* [Excerpt to read]
^^^^
A few weeks ago, I attended the Real Business Intelligence Conference, which was hosted by Dresner Advisory Services on the campus of MIT. The show was packed with great presentations by speakers such as Dr. Theresa Johnson of Airbnb, Professor Thomas Malone of the MIT Sloan School of Management, and David Dadoun of the Aldo Group.
Tweet: The downside of data science
One of the more thought-provoking presentations was given by Cathy O’Neil, author of the book, “Weapons of Math Destruction”, in which she argues that mathematical models and algorithms give the illusion of being impartial, but in actuality, many of them end up perpetuating stereotypes and inequality. Following Cathy’s presentation, I sat down to read her book. Here are some of my thoughts.
The dark side of big data
In her book, Cathy discusses several examples of models gone wrong. These models are being used in fields such as:
- Education: Some school districts are now evaluating teacher performance based on algorithms that factor in student test scores vs. expected scores, and are using these models over other factors such as observed reviews. When teachers question the models, they are prohibited from knowing exactly what factors go into them.
- Lending: Many loan decisions are being made based on models that factor in variables such as ZIP code. Failure to get a loan can result in lost access to education and resources, thereby perpetuating the cycle of poverty.
- Hiring: Some companies are now using algorithms that predict work performance based on qualities such as extraversion, agreeableness, conscientiousness, neuroticism, and openness to ideas. There are several problems with this approach. Among them: 1) the models do not incorporate actual performance into them so they are not getting feedback as to the accuracy; and 2) research shows that personality tests are poor predictors of performance.
^^^^
Reproduce word for word the part of the conference write-up between "A few weeks" and "of my thoughts.", inclusive. The listing comes from a different source than the write-up.

* [Collected material]
^^^^
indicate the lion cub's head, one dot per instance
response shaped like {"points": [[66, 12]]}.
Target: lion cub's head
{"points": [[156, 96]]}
^^^^
* [Output below]
A few weeks ago, I attended the Real Business Intelligence Conference, which was hosted by Dresner Advisory Services on the campus of MIT. The show was packed with great presentations by speakers such as Dr. Theresa Johnson of Airbnb, Professor Thomas Malone of the MIT Sloan School of Management, and David Dadoun of the Aldo Group.
Tweet: The downside of data science
One of the more thought-provoking presentations was given by Cathy O’Neil, author of the book, “Weapons of Math Destruction”, in which she argues that mathematical models and algorithms give the illusion of being impartial, but in actuality, many of them end up perpetuating stereotypes and inequality. Following Cathy’s presentation, I sat down to read her book. Here are some of my thoughts.